▸ **Exercise requirements**:
Which lines in the items below contain the string "hand"? Extract every one of them.

▸ **Extracted entries**:
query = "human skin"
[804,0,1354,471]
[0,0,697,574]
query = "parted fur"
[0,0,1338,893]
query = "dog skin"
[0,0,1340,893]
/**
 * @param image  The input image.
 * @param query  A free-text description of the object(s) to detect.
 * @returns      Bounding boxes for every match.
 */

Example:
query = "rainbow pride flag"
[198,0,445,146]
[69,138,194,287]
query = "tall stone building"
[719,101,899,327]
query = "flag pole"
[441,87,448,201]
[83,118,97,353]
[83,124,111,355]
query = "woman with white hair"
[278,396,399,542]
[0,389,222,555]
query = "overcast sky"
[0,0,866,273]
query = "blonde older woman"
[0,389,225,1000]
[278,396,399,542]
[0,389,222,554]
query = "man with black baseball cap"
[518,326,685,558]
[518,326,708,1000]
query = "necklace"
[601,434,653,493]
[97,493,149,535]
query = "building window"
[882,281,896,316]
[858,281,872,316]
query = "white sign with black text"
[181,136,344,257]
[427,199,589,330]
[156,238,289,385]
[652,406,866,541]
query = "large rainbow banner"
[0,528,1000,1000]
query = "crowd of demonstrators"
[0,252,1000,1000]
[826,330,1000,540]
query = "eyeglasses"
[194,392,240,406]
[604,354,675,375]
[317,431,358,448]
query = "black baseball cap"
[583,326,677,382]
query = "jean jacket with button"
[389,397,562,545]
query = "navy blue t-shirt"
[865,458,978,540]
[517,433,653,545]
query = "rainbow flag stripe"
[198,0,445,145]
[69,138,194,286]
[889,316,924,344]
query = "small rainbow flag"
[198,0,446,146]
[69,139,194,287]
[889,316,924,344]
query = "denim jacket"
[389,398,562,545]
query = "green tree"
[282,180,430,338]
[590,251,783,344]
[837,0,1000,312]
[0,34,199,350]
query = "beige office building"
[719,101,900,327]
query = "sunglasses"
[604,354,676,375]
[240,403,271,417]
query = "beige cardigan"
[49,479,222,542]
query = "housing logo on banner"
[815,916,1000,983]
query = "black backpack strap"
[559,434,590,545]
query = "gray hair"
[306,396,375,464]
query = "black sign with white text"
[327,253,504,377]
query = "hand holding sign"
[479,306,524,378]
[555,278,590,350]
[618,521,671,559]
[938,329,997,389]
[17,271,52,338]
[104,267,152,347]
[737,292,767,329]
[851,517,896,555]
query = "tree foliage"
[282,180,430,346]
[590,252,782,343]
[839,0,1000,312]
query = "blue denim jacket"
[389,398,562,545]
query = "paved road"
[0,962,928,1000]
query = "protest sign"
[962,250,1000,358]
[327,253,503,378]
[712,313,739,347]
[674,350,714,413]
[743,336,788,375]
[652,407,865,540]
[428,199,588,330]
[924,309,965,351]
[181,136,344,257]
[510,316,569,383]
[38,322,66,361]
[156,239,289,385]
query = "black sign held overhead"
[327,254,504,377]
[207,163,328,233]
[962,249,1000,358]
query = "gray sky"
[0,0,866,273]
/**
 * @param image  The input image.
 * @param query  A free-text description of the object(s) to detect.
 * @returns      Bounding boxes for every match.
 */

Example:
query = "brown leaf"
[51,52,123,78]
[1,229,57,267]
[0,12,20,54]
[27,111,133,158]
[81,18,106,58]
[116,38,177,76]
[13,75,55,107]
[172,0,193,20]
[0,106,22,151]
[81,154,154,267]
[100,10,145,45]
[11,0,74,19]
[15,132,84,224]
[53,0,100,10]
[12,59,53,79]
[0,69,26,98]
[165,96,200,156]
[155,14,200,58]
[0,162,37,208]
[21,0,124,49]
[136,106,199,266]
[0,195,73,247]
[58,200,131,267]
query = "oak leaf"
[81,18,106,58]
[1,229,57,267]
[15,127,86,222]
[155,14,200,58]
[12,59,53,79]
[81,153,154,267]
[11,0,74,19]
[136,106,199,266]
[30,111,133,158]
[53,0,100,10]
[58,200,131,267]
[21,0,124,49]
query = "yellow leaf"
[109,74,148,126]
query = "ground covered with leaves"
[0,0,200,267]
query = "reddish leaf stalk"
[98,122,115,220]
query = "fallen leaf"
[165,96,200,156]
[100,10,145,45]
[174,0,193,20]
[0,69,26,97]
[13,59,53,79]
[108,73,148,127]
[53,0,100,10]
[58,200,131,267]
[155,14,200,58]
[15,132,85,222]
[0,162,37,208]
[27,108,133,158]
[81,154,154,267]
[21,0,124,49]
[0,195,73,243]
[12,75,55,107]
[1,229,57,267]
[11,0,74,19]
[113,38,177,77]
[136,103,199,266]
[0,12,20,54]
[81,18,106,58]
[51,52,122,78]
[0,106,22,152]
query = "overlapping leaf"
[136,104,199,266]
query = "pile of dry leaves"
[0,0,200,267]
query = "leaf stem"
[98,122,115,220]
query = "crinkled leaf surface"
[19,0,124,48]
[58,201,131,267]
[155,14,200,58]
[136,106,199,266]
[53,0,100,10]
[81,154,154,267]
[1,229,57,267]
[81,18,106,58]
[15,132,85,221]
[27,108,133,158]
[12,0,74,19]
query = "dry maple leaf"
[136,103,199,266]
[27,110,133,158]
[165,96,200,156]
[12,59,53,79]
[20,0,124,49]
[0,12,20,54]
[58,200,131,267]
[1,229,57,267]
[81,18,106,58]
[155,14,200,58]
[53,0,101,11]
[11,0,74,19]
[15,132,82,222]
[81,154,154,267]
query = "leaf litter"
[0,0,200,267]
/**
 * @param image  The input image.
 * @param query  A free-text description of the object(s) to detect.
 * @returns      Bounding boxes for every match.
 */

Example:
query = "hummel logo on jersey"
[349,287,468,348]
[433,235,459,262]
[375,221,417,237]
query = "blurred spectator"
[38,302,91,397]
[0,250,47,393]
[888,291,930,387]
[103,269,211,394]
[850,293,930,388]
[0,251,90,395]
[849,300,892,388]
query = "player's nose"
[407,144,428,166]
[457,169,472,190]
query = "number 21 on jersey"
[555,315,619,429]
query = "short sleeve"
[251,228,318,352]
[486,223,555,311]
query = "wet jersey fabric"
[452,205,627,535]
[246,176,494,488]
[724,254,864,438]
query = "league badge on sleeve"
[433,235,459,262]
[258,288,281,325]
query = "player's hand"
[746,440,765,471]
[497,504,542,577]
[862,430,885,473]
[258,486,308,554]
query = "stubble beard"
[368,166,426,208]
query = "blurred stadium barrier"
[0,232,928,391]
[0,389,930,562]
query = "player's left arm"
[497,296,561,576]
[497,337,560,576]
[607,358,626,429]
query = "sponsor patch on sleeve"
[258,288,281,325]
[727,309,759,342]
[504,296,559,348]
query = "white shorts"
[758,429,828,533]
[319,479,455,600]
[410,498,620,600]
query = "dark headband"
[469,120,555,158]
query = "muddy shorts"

▸ **Correct result**:
query = "hand holding sign"
query = "player's hand"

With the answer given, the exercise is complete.